*** Listed entries

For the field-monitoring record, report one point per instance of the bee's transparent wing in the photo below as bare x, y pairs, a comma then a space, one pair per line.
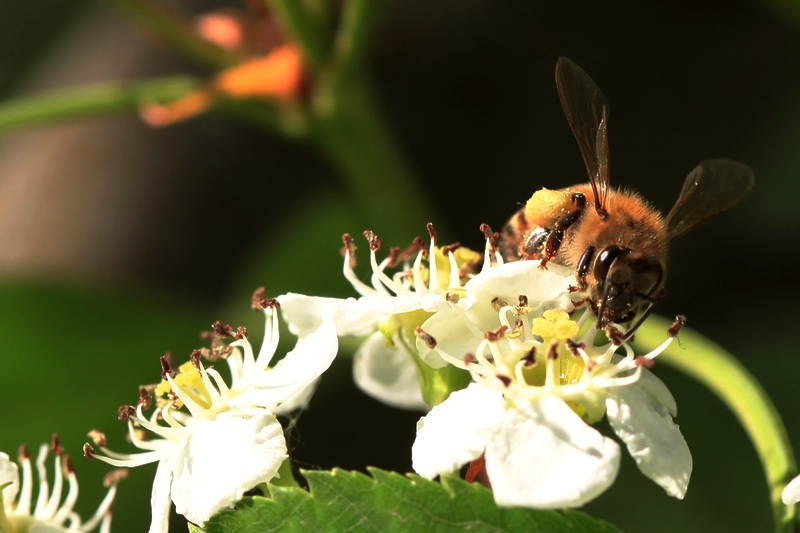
713, 187
587, 112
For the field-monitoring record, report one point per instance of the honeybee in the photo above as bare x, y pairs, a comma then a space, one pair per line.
614, 239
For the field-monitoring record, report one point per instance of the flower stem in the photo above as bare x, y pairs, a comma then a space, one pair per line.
90, 100
174, 28
725, 376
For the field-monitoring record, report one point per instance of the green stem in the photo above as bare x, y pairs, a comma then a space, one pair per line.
738, 389
303, 29
175, 29
91, 100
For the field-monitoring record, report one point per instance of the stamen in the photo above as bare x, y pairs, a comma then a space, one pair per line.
416, 270
44, 485
433, 273
72, 493
166, 365
270, 344
645, 362
455, 278
256, 299
676, 326
58, 482
24, 504
349, 263
493, 336
427, 338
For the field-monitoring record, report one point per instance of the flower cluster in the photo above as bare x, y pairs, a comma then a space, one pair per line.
538, 378
17, 515
215, 441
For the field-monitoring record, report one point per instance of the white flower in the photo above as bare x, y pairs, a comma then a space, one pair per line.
229, 441
791, 492
537, 388
50, 514
392, 307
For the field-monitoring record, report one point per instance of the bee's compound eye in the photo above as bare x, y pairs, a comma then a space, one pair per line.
535, 242
604, 260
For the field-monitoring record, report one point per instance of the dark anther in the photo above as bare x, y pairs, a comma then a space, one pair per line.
475, 467
349, 247
166, 366
431, 231
645, 362
67, 462
98, 437
88, 451
270, 302
394, 256
427, 338
493, 336
114, 477
491, 236
55, 445
552, 353
195, 357
222, 330
530, 358
255, 300
447, 250
145, 396
573, 347
614, 335
125, 412
373, 240
676, 326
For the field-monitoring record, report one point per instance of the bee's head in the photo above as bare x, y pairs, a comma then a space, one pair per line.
625, 280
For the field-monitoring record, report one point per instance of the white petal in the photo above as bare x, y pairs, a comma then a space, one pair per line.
791, 493
353, 317
298, 400
544, 456
456, 431
9, 473
388, 374
160, 497
452, 336
45, 527
224, 458
653, 439
294, 373
545, 289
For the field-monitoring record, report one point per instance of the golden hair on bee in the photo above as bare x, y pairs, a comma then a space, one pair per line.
616, 241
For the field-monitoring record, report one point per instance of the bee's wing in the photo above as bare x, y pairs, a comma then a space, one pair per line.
587, 112
713, 187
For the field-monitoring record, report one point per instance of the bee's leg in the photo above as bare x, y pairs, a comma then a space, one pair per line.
556, 236
583, 267
640, 321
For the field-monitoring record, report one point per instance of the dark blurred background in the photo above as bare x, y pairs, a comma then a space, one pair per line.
119, 242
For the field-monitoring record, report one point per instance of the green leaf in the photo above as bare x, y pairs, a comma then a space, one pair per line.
388, 502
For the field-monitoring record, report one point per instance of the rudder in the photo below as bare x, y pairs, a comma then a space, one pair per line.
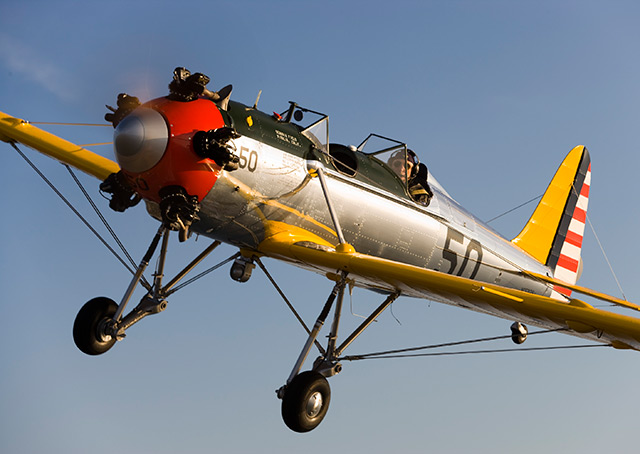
553, 235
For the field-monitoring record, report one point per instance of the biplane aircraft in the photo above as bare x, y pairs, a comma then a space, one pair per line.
368, 216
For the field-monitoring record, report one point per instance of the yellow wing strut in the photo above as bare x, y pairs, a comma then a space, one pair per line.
16, 130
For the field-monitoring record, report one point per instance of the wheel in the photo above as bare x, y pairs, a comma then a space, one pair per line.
86, 327
306, 401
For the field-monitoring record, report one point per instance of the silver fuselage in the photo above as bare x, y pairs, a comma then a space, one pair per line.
275, 186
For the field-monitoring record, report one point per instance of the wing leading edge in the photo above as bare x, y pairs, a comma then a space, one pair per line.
576, 317
13, 129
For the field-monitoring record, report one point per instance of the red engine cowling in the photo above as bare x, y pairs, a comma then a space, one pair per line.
154, 147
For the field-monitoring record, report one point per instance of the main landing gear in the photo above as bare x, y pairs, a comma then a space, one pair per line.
100, 322
306, 396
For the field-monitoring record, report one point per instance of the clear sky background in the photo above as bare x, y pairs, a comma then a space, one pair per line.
491, 94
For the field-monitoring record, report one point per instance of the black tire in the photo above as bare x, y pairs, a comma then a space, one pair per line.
306, 401
85, 327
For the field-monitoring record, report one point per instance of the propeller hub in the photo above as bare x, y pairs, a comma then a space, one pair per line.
140, 140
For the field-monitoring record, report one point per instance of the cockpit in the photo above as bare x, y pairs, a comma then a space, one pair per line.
378, 161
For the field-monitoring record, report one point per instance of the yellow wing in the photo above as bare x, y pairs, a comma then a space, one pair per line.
16, 130
577, 317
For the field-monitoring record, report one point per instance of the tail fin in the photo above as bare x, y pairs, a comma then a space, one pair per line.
553, 235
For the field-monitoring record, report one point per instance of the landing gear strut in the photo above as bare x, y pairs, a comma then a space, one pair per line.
306, 396
101, 322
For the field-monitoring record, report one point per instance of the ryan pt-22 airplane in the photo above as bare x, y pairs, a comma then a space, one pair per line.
369, 216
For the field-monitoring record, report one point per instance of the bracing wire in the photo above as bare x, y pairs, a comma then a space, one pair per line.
71, 207
394, 353
100, 215
471, 352
68, 124
606, 258
514, 209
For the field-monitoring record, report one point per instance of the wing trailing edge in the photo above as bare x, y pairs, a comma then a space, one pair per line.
13, 129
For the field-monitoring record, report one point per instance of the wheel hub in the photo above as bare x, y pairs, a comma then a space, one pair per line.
314, 404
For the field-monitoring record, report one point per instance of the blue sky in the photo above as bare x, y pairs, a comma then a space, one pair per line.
491, 94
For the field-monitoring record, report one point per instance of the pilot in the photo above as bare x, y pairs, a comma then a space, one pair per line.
408, 164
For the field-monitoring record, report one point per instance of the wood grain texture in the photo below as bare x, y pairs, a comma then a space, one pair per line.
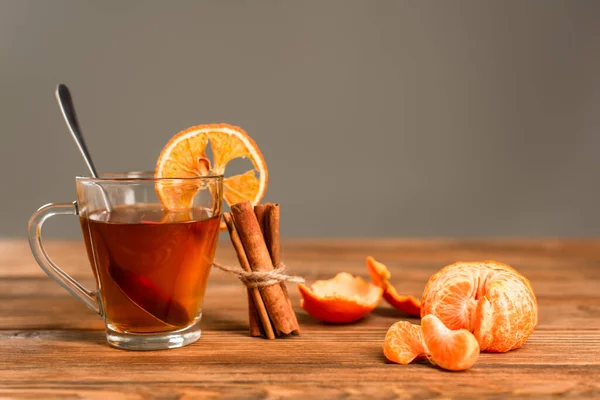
53, 346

******

What the task requires:
Could you output all of the entries above exactly? Leave the pictures out.

Exercise response:
For the field-monitoring record, report one point per instance of the bee's transparent wing in the photo below as bare x, y pairs, a comma then a space, one pair per line.
713, 187
587, 112
For the field-monitoring record, report one point per instance of the honeybee in the photo above as bare x, y pairs, a comma then a space, one pair per line.
614, 239
For the field-monitoring record, report one point per instance of the flower stem in the photo above as bare x, y pairs, a comma then a space, one pair per line.
90, 100
174, 28
725, 376
For the field-monitoring record, report one point per instance of the green stem in the photo above as bare x, y pairs, a comma then a space, one pair per line.
738, 389
303, 29
175, 29
91, 100
For the field-monitoring record, report one point per instance of the stamen in the photo above as bare x, y pairs, a comma then a space, one pair per line.
416, 270
44, 485
433, 273
72, 493
166, 365
270, 344
645, 362
455, 278
256, 299
676, 326
58, 482
24, 504
349, 263
493, 336
427, 338
For the field-monitoring record, report one point per instance of the flower cluster in the photo above as bare x, y pairs, a comma then a space, one pair per line.
538, 378
17, 515
215, 441
For the field-monitoring record, report one point per instance of the white flower in the photo above as bare x, y pairs, a comma then a space, one pair per line.
229, 441
791, 492
537, 388
50, 514
392, 307
For the field-monitoring record, report one point per instance of the bee's compound eye in the photo above as bare x, y pairs, a comma then a space, one pair per line.
535, 242
604, 260
For the field-monitoring record, report one point per instance of the dark anther in the photo above as bare x, y pairs, a comma then a space, one pair per line.
475, 467
349, 247
166, 366
431, 231
645, 362
67, 462
98, 437
88, 451
270, 302
394, 256
427, 338
493, 336
114, 477
491, 236
55, 445
552, 353
195, 357
222, 330
530, 358
255, 300
447, 250
145, 396
573, 347
614, 335
125, 412
373, 240
676, 326
For the field-monitoring record, report one point per instance of the bee's head in the photo above as bare x, y pairs, a comma then a space, one pair per line.
625, 280
For the field-monitoring record, report one point per instance of the white petal in the photo above as bare x, y pairs, a comma then a space, one pair per line.
791, 493
353, 317
298, 400
544, 456
456, 431
9, 473
388, 374
160, 497
452, 336
45, 527
224, 458
653, 439
294, 373
545, 289
For the field-monitoring record, report one point per instance of the golden hair on bee in the photo above as bare x, y pairs, a comma then a space, one pair per line.
616, 241
For the field-monitoring record, report one point per instance of the bee's wing in the photo above as bare x, y pairs, a comma then a space, one pair per line.
587, 112
713, 187
For the field-monitoring record, report one point per instance of the bee's leg in the photo above as bare x, y pairs, a comma then a space, one pair per line.
556, 236
583, 267
640, 321
For the field-monitoring record, report one point per instance of the dark blurred background in the photo above as bare x, y pairs, a comma then a space, one pair per line.
119, 242
For the field-monitoring record, report one point per instance of the green leaf in the photo above as bare x, y pairs, a comma then a space, one pair per line.
388, 502
For the field-monitoring record, report one point per instance of the rudder in the photo below as bare x, y pairs, a comma then a space, one pair per line.
553, 235
For the field-monitoring record, report one point per instance of the biplane aircraft in the photo above as bare x, y pairs, a comma then a space, one pair per line.
368, 216
For the field-monitoring record, report one point per instance of the yellow wing strut in the photo above as bare x, y pairs, a comma then a space, one pair per line.
16, 130
For the field-monitoring record, report one point per instance of the wheel in the photo above as bare x, y pairs, a comma then a space, one pair per line.
86, 327
306, 401
For the field-monitoring record, report one point per instance of the silver fuselage in the photo above as bare x, y pairs, a comma then a space, one pair per line.
275, 186
For the field-monitoring record, report one point per instance of the wing leading edge in the photo above as bare x, y pairs, a comma then a space, one pair per line.
576, 317
13, 129
For the field-monitoring record, report one point per instance of the red engine cowling in the photo above as bare x, y pairs, a comma then a space, one pair per line.
154, 147
For the field-monitoring record, report one point per instance of the main landing gear in the photo above as bare x, y pairs, a comma then a space, one pair per line.
100, 322
306, 396
For the field-monitoring record, report one point per instance of the clear sky background in the photo above as bare x, y pairs, a comma then a space, one pair per line.
491, 94
For the field-monitoring record, report one point per instance of the black tire in the photo above as bare x, y pairs, a comma then a space, one pair per line.
306, 401
85, 327
For the field-monitoring record, report one point per instance of the propeller hub in the photo above as bare x, y pairs, a comma then a space, one pair per line.
140, 140
For the field-monitoring record, report one point per instance of the cockpit in the photo above as bare x, y pairs, a comma then a space, one pair per line.
378, 161
For the field-monitoring record, report one point per instance of the yellow wing in the photo above as bare x, y pairs, a comma then a space, one pair per line.
16, 130
577, 317
For the field-monitoring record, report one point per instance of the tail fin in the photo above as bare x, y pairs, a comma then a space, one pair per line.
553, 235
For the field-monitoring record, report one point per instance of the landing gear strut in the photo above as bare x, y pairs, a comma then a space, one pair per line.
306, 396
101, 322
For the field-monitoring record, report one point per instance of the ryan pt-22 airplane in the photo above as bare x, y pairs, a comma then a space, one pair per line.
369, 216
For the field-monitoring record, report one point per instance of the bracing wire in the photo above as bare x, y pairs, a comma then a space, one pair per line.
71, 207
394, 353
100, 215
471, 352
68, 124
606, 258
514, 209
For the field-monitoring record, report one point per instance of the wing trailing edge in the photo above as bare x, y pairs, a comma then a space, one pair per line.
13, 129
For the field-monitoring record, report one point per instance of the wheel hub in the photo above as bare x, y pairs, a comma then a space, one pair per line.
314, 404
For the field-monitoring record, report one point per instance of the blue sky in the photo above as bare x, y pairs, a comma then a space, one pair per line.
491, 94
For the field-monitoring record, report one point per instance of the pilot in the photo above as bare x, y pairs, a comma then a space, one pair per line.
408, 164
For the field-monitoring record, report one point per instance of the wood grain texture in the photo below as bare x, y pairs, a comma then a space, one pair per line.
53, 346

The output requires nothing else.